+++ Data extracts +++
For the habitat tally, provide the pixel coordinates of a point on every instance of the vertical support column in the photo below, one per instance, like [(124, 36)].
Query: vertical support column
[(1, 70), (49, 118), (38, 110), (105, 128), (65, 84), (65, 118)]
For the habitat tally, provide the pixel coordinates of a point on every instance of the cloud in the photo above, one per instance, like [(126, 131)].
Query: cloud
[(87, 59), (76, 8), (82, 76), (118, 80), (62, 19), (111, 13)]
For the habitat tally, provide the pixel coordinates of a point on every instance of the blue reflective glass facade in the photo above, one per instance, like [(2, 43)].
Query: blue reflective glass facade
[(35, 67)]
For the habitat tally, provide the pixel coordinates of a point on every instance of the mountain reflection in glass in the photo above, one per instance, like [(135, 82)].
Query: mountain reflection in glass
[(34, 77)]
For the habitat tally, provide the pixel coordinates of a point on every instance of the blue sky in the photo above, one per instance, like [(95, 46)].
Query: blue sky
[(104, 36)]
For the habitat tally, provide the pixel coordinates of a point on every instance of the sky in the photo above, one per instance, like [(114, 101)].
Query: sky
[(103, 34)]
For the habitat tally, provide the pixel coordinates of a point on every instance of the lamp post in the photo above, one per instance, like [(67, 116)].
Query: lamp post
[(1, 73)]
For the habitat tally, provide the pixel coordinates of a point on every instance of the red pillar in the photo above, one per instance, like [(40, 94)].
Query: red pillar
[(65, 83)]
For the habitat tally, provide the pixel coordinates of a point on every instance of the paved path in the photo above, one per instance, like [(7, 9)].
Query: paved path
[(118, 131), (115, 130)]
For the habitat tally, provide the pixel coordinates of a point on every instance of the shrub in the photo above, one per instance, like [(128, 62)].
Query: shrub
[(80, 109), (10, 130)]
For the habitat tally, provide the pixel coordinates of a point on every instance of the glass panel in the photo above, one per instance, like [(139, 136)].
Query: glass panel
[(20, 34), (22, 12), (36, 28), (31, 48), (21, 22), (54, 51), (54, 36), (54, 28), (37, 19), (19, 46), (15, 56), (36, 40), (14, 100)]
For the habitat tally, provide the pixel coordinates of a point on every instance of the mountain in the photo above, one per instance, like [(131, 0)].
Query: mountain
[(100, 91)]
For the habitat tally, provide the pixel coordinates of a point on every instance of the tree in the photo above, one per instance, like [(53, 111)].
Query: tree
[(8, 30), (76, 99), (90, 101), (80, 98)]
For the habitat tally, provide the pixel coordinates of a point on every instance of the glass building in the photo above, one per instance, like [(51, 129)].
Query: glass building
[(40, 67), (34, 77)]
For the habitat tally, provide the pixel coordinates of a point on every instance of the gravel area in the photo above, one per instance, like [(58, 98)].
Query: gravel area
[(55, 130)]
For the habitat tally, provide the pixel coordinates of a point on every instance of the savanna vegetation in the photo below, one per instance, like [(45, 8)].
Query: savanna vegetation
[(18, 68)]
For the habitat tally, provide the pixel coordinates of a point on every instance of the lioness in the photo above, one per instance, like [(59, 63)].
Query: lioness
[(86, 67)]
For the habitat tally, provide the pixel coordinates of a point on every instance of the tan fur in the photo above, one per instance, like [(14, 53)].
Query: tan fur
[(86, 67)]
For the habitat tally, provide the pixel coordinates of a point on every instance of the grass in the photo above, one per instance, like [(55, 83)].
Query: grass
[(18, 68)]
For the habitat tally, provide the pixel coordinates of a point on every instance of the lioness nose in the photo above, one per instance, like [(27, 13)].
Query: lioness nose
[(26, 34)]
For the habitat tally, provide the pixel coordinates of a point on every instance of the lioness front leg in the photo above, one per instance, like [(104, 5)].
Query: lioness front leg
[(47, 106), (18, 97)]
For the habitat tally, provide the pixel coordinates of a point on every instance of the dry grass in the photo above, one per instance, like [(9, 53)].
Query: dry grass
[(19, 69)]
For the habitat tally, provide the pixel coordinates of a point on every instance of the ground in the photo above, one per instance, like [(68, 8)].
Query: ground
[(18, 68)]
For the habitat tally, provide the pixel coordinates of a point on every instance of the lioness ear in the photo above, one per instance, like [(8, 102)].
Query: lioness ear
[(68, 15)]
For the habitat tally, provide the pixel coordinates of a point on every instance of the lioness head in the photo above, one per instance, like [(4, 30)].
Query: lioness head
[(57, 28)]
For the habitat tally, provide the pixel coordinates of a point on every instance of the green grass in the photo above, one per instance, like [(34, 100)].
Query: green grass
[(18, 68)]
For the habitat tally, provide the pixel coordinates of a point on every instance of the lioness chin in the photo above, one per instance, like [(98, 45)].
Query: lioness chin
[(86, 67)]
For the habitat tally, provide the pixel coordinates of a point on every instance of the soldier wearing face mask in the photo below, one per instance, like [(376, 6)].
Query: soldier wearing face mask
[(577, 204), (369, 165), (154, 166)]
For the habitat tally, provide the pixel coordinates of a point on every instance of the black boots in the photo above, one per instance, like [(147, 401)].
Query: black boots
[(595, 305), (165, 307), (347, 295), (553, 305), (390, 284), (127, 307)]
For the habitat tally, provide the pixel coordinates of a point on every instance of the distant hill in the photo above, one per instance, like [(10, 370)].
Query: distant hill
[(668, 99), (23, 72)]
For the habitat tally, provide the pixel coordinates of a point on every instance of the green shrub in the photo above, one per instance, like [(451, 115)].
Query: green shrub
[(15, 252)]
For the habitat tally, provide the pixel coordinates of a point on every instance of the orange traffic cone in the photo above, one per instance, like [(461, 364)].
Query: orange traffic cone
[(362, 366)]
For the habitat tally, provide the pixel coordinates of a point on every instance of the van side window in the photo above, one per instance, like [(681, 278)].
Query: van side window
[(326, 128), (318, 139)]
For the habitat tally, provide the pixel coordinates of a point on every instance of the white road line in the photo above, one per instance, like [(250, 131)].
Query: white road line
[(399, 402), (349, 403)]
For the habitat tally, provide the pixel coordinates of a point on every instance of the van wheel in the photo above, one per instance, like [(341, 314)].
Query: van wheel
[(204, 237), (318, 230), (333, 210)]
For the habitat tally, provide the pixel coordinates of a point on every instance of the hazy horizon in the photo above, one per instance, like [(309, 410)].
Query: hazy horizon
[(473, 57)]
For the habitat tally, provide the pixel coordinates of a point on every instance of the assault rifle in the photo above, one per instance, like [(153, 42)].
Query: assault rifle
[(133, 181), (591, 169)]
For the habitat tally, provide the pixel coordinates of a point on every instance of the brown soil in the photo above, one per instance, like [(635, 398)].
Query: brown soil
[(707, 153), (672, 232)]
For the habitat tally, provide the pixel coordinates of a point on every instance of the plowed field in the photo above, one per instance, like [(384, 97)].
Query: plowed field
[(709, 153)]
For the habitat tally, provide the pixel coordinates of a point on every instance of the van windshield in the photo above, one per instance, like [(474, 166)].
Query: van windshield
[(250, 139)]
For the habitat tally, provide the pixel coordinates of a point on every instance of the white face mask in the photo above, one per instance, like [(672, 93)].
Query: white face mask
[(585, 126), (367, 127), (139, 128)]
+++
**Assigned task**
Please set down the material above once more, word for word.

**Final answer**
For the habitat tally, provide the pixel coordinates of a point on every instance of the vertical support column in the photo below, one per instance, like [(124, 36)].
Query: vertical support column
[(1, 70), (49, 118), (38, 110), (105, 128), (65, 84), (65, 118)]
For the habitat tally, provide the pixel coordinates of a point on every instance of the cloud in the photo above, one per instance, like [(126, 131)].
Query: cloud
[(87, 59), (76, 8), (82, 76), (118, 80), (62, 19), (111, 13)]
For the habitat tally, provide the pixel coordinates of a point on every instance of the blue reflective glass facade in the photo above, one per instance, like [(2, 43)].
Query: blue reflective glass facade
[(35, 67)]
For the habitat tally, provide the pixel coordinates of a point on every instance of the mountain reflection in glass in the photo above, one per instance, like [(135, 82)].
Query: mountain reflection in glass
[(34, 77)]
For the habitat tally, provide the pixel coordinates of a point on every instance of the blue sky in the photo above, one per instance, like [(95, 46)].
Query: blue sky
[(104, 36)]
For the habitat tally, provide the pixel coordinates of a point on every instance of the sky in the photo above, one per instance, like [(114, 101)].
Query: sky
[(103, 34)]
For the habitat tally, provide the pixel coordinates of a point on every instance of the lamp post in the photo above, one per instance, like [(67, 116)].
Query: lamp post
[(1, 73)]
For the habitat tally, provide the pixel coordinates of a point on every instance of the red pillar in the photo above, one per instance, like [(40, 94)].
Query: red pillar
[(65, 83)]
For the habitat tally, provide the pixel coordinates of a point on every instance of the paved path in the photo above, one per instance, like [(7, 9)].
Query: paved path
[(118, 131), (115, 130)]
For the habitat tally, provide the pixel coordinates of a point on every instance of the shrub in the photo above, one per instance, like [(128, 62)].
Query: shrub
[(80, 109), (10, 130)]
For the habitat tally, provide the pixel coordinates of a point on every instance of the glass panel in the photo above, one per instance, like [(139, 136)].
Query: glass panel
[(20, 34), (22, 12), (36, 28), (31, 48), (21, 22), (54, 51), (54, 36), (54, 28), (37, 19), (19, 46), (15, 56), (36, 40), (14, 100)]
For the habitat tally, provide the pixel coordinates of a point on every instance of the mountain in the photo above, one per instance, like [(131, 0)].
Query: mountain
[(100, 91)]
For the habitat tally, provide the pixel coordinates of a point on every instance of the tree in the photo above, one per instance, like [(53, 111)].
Query: tree
[(8, 30), (76, 99), (90, 101), (80, 98)]
For the habitat tally, provide the pixel coordinates of a point on every instance of the glass building in the photo above, one per instance, like [(51, 129)].
Query: glass building
[(40, 67), (34, 77)]
For the habitat tally, provide the pixel coordinates of a point on every instance of the gravel area in the photo above, one per instance, like [(58, 98)].
Query: gravel area
[(55, 130)]
For the habitat tally, provide the pixel coordinates of a point on every instance of the savanna vegetation in the photo below, one per instance, like [(45, 8)].
Query: savanna vegetation
[(18, 68)]
For the habitat tally, provide the pixel coordinates of a point on every instance of the lioness in the photo above, one per instance, like [(59, 63)].
Query: lioness
[(86, 67)]
For the habitat tally, provide the pixel coordinates of a point on every instance of the tan fur in the photo above, one per instance, like [(14, 53)].
Query: tan fur
[(86, 67)]
For the habitat tally, provide the pixel coordinates of a point on every instance of the grass in the photo above, one per instance, like [(55, 83)].
Query: grass
[(18, 68)]
For the habitat tally, provide the pixel coordinates of a point on every instance of the lioness nose in the photo above, one per instance, like [(27, 13)].
Query: lioness nose
[(26, 34)]
For the habitat tally, provide the pixel coordinates of a point on every instance of the lioness front leg in the photo above, one per instance, like [(104, 5)].
Query: lioness front leg
[(47, 106), (18, 97)]
For the habitat tally, provide the pixel coordinates of a point on every instance of the dry grass in the photo above, one per instance, like [(9, 53)].
Query: dry grass
[(19, 69)]
For the habitat tally, provide the pixel coordinates of a point on every instance of the ground in the photo above, one per instance, like [(68, 8)].
Query: ground
[(18, 68)]
For the habitat tally, provide the pixel coordinates of a point on every instance of the lioness ear in the photo above, one per instance, like [(8, 102)].
Query: lioness ear
[(68, 15)]
For the habitat tally, provide the pixel coordinates of a point on every instance of the lioness head in the photo above, one per instance, like [(4, 30)].
Query: lioness head
[(57, 28)]
For the habitat tally, provide the pixel coordinates of a point on every instance of the green grass in the photo above, one per instance, like [(34, 100)].
Query: green grass
[(18, 68)]
For the habitat tally, provide the pixel coordinates of a point on every instance of the lioness chin in the photo above, one per instance, like [(98, 45)].
Query: lioness chin
[(86, 67)]
For the habitat tally, provide the pixel coordinates of a point on every instance of the soldier wearing face mask in the photo below, one per instance, like [(376, 6)].
Query: soldier wearing face mask
[(577, 204), (369, 165), (154, 166)]
For the habitat tally, provide the pixel coordinates of a point on every instance of the black boots in the photo above, one per instance, like [(147, 401)].
Query: black boots
[(595, 305), (165, 307), (347, 295), (553, 305), (390, 284), (127, 307)]
For the habitat tally, provide the pixel coordinates of a point on every instance of the distant hill in the photo above, one per instance, like [(10, 370)].
Query: distant hill
[(668, 99), (23, 72)]
For the habitat tally, provide the pixel coordinates of a point on every instance of the green shrub in the photo above, one per instance, like [(451, 115)].
Query: green shrub
[(15, 252)]
For the habitat tally, provide the pixel coordinates of a point on every instance of the orange traffic cone in the photo above, one per instance, like [(461, 364)].
Query: orange traffic cone
[(362, 366)]
For the habitat tally, provide the pixel coordinates of a point on every instance of the van side window in the photo above, one per instance, like [(681, 278)].
Query: van side window
[(326, 128), (318, 139)]
For the habitat tally, provide the pixel coordinates of a point on every instance of the white road line in the photo above, one per instance, like [(250, 131)].
Query: white road line
[(399, 402), (349, 403)]
For the habitat tally, provide the pixel coordinates of a point on every instance of the van wheel in the photo above, one per instance, like [(341, 314)].
Query: van wheel
[(204, 237), (318, 230), (333, 210)]
For the habitat tally, provide the pixel coordinates of a point on every instance of the hazy horizon in the photo above, one per instance, like [(309, 410)].
Query: hazy horizon
[(473, 57)]
For the habitat tally, provide the pixel coordinates of a point on every instance of the assault rifle in the photo above, one per instance, like [(153, 42)].
Query: assault rifle
[(133, 181), (591, 169)]
For the habitat tally, provide the pixel coordinates of a point on every instance of the brown soil in the photo above, one per instance, like [(635, 398)].
Query: brown soil
[(707, 153), (672, 232)]
For the habitat tally, provide the pixel coordinates of a point on every instance of the plowed field in the photo above, one per instance, like [(384, 97)].
Query: plowed field
[(709, 153)]
For the habitat tally, provide the pixel coordinates of a point on every instance of the van windshield in the photo above, one per instance, like [(474, 166)].
Query: van windshield
[(250, 139)]
For the habitat tally, provide the pixel coordinates of a point on every instance of the white face mask in the photo above, one per instance, like [(672, 93)].
Query: white face mask
[(585, 126), (367, 127), (139, 128)]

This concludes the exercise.